**EXTRACTED TEXT:**
------------------------------------------------

In my personal experience, every time I let myself or somebody else be 
lazy with splitting changes, it comes back to bite me sooner or later :) 
Of course there are exceptions to everything, and sometimes its simply 
not possible to sanely split a large change.

>> Also the change as its done here obscures macro entry data structure
>> somewhat:
>>
>>      char *name;         /*!< Macro name. */
>>      char *opts;         /*!< Macro parameters (a la getopt) */
>>      int used;           /*!< No. of expansions. */
>>      int level;          /*!< Scoping level. */
>>      char body[];        /*!< Macro body. */
>>
>> "name" and "opts" look like they are individual pointers that should
>> be freed separately while they're actually pointers to within
>> body[]. If you want to go this way, use something like arena[] for
>> the storage area and make name, opts and body separate "const char
>> *" pointers into the arena so its clear one shouldn't go freeing
>> them. Readability is more important than optimizing away one pointer
>> per macro entry.
>
> I argue that this data structure makes sense, and is probably optimal.
>
> - Each macro has its own body, which is almost always non-empty (macros
>    with logically empty body are usually defined via %nil).  This rules
>    out the possibility for sharing a body with another macro, and this
>    makes useless any further optimization for null/empty body.  Thus a
>    pointer is not needed for body, and it makes sense to allocate the
>    body on behalf of flexible array member, at a known/fixed offset.
>
> - Macro name can be shared: when pushed for the first time, the name is
>    allocated on behalf of flexible array, after the body.  Otherwise, the
>    name is shared with the "underlying" macro.  Hence the pointer is
>    inevitable.
>
> - Options are even more tricky: simple macros have opts set to NULL;
>    macros with arguments like foo() have opts point to a statically
>    allocated string ""; finally, macros like foo(o:) have opts point into the
>    flexible array member, somewhere after the body.
>
> Note that sharing macro name existed before, which indicates an
> intention and a half-hearted attempt to cut down on malloc.  I bring
> this attempt to the logical conclusion: no further optimizations are
> possible (in this respect).
>
> As for arena[], only body[] is tightly coupled with the macro; name and
> opts have a fair chance to point somewhere else, and it's none of
> somebody's business where they actually point to.  This is how the
> arrangement can be understood, and it makes sense then to leave the
> body[] as a flexible array member.

------------------------------------------------

(Entries taken from a collection)
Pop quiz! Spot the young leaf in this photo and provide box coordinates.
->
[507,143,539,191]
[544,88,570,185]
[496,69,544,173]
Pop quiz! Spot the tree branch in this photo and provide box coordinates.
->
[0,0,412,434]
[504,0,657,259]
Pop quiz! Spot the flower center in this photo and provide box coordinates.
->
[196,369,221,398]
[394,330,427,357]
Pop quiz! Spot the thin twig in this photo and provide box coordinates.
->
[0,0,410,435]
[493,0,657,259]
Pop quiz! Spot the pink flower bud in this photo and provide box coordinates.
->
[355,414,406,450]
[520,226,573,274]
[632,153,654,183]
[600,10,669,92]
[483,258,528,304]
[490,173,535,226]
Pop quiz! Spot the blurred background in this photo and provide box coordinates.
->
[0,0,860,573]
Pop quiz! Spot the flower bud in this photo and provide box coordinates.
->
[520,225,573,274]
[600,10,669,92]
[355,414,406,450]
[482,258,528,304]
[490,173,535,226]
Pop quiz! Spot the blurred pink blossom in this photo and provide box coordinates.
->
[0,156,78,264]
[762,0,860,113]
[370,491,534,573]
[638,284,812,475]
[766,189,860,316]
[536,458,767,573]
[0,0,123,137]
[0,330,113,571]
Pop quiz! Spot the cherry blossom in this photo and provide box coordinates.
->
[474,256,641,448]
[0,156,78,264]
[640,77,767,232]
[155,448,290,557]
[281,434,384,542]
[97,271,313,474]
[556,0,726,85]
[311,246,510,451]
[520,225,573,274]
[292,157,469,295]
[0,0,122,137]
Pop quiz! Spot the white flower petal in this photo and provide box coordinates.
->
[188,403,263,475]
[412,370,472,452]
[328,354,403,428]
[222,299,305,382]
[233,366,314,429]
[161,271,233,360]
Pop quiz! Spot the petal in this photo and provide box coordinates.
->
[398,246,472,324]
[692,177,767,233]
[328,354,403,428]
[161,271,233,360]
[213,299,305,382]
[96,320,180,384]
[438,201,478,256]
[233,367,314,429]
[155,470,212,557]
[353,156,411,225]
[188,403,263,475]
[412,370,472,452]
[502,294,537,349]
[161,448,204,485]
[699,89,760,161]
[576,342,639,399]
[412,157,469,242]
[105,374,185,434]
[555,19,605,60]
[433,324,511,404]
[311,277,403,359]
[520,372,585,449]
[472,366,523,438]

------------------------------------------------

**WHAT THIS EXERCISE ASKS:**
1. Summarize the thread on the macro entry structure in two sentences.
2. From the thread on the macro entry structure, print the passage that begins at the words "In my personal" and stops after "a large change.".
3. List every field of the macro entry data structure shown in the thread on the macro entry structure.

**RESPONSES PER TASK:**
1. One participant objects that the structure makes "name" and "opts" look like separately freed pointers when they actually point within body[], and proposes an arena[] with separate "const char *" pointers for the sake of readability. The reply argues that the structure is probably optimal: each macro's body belongs to it alone and suits a flexible array member, while name and opts need pointers because they may be shared or point somewhere else.

2.
In my personal experience, every time I let myself or somebody else be 
lazy with splitting changes, it comes back to bite me sooner or later :) 
Of course there are exceptions to everything, and sometimes its simply 
not possible to sanely split a large change.

3.
name
opts
used
level
body